begin Stored rows
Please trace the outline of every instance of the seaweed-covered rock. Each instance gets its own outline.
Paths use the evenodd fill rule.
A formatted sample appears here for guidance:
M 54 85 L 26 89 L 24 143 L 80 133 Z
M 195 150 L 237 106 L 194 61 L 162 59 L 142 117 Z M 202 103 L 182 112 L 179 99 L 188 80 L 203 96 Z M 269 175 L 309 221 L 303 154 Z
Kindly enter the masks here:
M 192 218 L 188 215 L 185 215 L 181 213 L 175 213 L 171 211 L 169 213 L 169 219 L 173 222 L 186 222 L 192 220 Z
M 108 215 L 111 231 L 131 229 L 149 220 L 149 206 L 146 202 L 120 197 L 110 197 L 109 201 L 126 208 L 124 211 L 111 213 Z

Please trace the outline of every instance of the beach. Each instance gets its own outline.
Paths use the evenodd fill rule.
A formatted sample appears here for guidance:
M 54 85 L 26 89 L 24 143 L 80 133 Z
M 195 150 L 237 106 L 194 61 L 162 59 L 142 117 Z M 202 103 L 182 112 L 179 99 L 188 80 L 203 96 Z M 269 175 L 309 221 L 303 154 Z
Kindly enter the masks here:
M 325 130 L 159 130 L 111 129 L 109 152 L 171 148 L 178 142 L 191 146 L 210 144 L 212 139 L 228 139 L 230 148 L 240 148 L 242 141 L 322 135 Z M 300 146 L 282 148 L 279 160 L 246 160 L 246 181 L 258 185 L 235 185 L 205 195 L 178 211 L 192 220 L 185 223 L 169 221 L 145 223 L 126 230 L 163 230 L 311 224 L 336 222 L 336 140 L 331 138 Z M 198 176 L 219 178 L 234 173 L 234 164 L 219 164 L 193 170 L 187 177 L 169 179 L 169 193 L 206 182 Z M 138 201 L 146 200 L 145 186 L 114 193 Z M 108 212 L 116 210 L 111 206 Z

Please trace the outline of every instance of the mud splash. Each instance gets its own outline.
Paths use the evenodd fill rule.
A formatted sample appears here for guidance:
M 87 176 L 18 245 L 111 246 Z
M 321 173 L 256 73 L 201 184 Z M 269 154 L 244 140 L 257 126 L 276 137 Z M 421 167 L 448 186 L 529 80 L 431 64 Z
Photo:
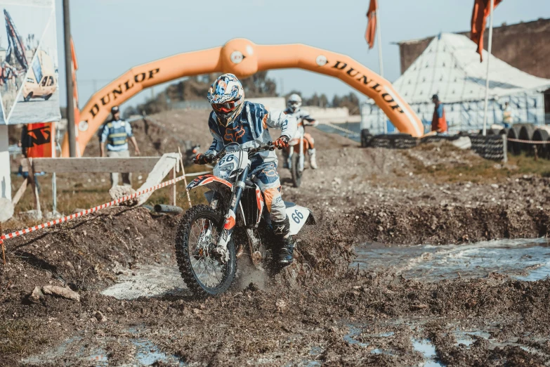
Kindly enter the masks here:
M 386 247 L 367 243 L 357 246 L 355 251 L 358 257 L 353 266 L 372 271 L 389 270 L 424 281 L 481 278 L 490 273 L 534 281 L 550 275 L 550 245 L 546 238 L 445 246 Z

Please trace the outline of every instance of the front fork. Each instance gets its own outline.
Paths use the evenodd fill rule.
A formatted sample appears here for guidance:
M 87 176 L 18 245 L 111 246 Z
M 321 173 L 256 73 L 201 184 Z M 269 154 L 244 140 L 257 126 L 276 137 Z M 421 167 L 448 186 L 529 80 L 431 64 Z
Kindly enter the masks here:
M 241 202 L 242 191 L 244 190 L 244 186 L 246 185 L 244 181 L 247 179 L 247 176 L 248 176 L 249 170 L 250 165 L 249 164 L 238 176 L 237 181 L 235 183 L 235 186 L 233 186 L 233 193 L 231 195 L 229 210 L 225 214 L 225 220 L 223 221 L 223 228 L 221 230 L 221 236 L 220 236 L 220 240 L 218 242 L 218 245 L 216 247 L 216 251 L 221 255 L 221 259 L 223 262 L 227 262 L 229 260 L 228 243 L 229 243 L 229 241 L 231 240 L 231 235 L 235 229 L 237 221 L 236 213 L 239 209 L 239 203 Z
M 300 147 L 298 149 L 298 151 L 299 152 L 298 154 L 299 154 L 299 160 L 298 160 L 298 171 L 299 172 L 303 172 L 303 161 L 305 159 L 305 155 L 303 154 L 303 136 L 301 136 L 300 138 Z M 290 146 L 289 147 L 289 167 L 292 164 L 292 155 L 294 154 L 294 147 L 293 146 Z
end Stored rows
* **Prompt**
Rewrite all of the entries above, substituting "contour" for each occurrence of "outline" and changing nothing else. Leave the pictures out.

* **Solution to this exercise**
Please trace the contour of every instance of the seaweed-covered rock. Each instance gets its own contour.
Paths use the evenodd fill rule.
A formatted sample appears here for guidance:
M 54 85 L 26 89 L 24 143 L 80 133 Z
M 195 150 L 237 106 L 194 61 L 162 59 L 142 117 Z M 202 103 L 182 112 L 179 99 L 188 80 L 203 96 Z M 269 175 L 309 221 L 303 154 Z
Kindly enter the masks here:
M 192 218 L 188 215 L 185 215 L 181 213 L 175 213 L 171 211 L 169 213 L 169 219 L 173 222 L 186 222 L 192 220 Z
M 108 215 L 111 231 L 131 229 L 149 220 L 149 206 L 146 202 L 120 197 L 110 197 L 109 201 L 126 208 L 124 211 L 111 213 Z

Please trace the contour of every instance of the beach. Each instance gets its own contour.
Paths use the evenodd fill rule.
A formatted sample appears here for guidance:
M 54 85 L 26 89 L 24 143 L 80 133 Z
M 195 150 L 237 106 L 194 61 L 162 59 L 142 117 Z M 202 103 L 182 112 L 179 99 L 188 80 L 203 96 Z M 269 175 L 309 221 L 303 154 Z
Kindly enter the masks here:
M 325 130 L 159 130 L 111 129 L 109 152 L 171 148 L 178 142 L 191 146 L 210 144 L 212 139 L 228 139 L 230 148 L 240 148 L 242 141 L 322 135 Z M 300 146 L 282 148 L 279 160 L 246 160 L 246 181 L 258 185 L 235 185 L 205 195 L 178 211 L 192 220 L 185 223 L 169 221 L 145 223 L 126 230 L 163 230 L 311 224 L 336 222 L 336 140 L 331 138 Z M 198 176 L 219 178 L 234 173 L 234 164 L 219 164 L 193 170 L 187 177 L 169 179 L 169 193 L 206 182 Z M 138 201 L 146 200 L 145 186 L 114 193 Z M 108 212 L 116 210 L 111 206 Z

Please trace the contour of every instance of the mud splash. Each instance gets its own contour.
Paths use the evenodd fill rule.
A formatted sample appears here for guidance:
M 87 176 L 18 245 L 111 246 Z
M 321 173 L 256 73 L 201 184 Z M 269 154 L 244 140 L 257 126 L 276 137 Z M 421 167 L 448 186 L 529 80 L 431 64 Z
Photo:
Kindly enter the masks here:
M 386 247 L 367 243 L 357 246 L 355 251 L 358 257 L 353 266 L 372 271 L 389 270 L 424 281 L 481 278 L 490 273 L 534 281 L 550 275 L 550 245 L 546 238 L 445 246 Z

Please trace the contour of every instance of the front fork. Each instance gets its own contour.
Paths use the evenodd fill rule.
A formatted sample appears here for guidance:
M 87 176 L 18 245 L 111 246 Z
M 321 173 L 256 73 L 201 184 Z M 269 154 L 244 140 L 257 126 L 276 137 Z M 421 167 L 448 186 L 529 80 L 431 64 Z
Kindly enter the masks here:
M 241 202 L 242 191 L 244 190 L 244 186 L 246 185 L 244 181 L 247 179 L 247 176 L 248 176 L 249 170 L 250 165 L 249 164 L 238 176 L 237 181 L 235 183 L 235 186 L 233 186 L 233 193 L 231 195 L 229 210 L 225 214 L 225 220 L 223 221 L 223 228 L 221 230 L 221 236 L 220 236 L 220 240 L 218 242 L 218 245 L 216 247 L 216 251 L 221 255 L 221 259 L 223 262 L 227 262 L 229 260 L 228 243 L 229 243 L 229 241 L 231 240 L 231 235 L 235 229 L 237 221 L 236 213 L 239 209 L 239 203 Z
M 300 147 L 298 149 L 298 151 L 299 152 L 298 154 L 299 154 L 299 160 L 298 160 L 298 171 L 299 172 L 303 172 L 303 161 L 305 159 L 305 155 L 303 154 L 303 136 L 301 136 L 300 138 Z M 290 146 L 289 147 L 289 167 L 292 164 L 292 155 L 294 154 L 294 147 L 293 146 Z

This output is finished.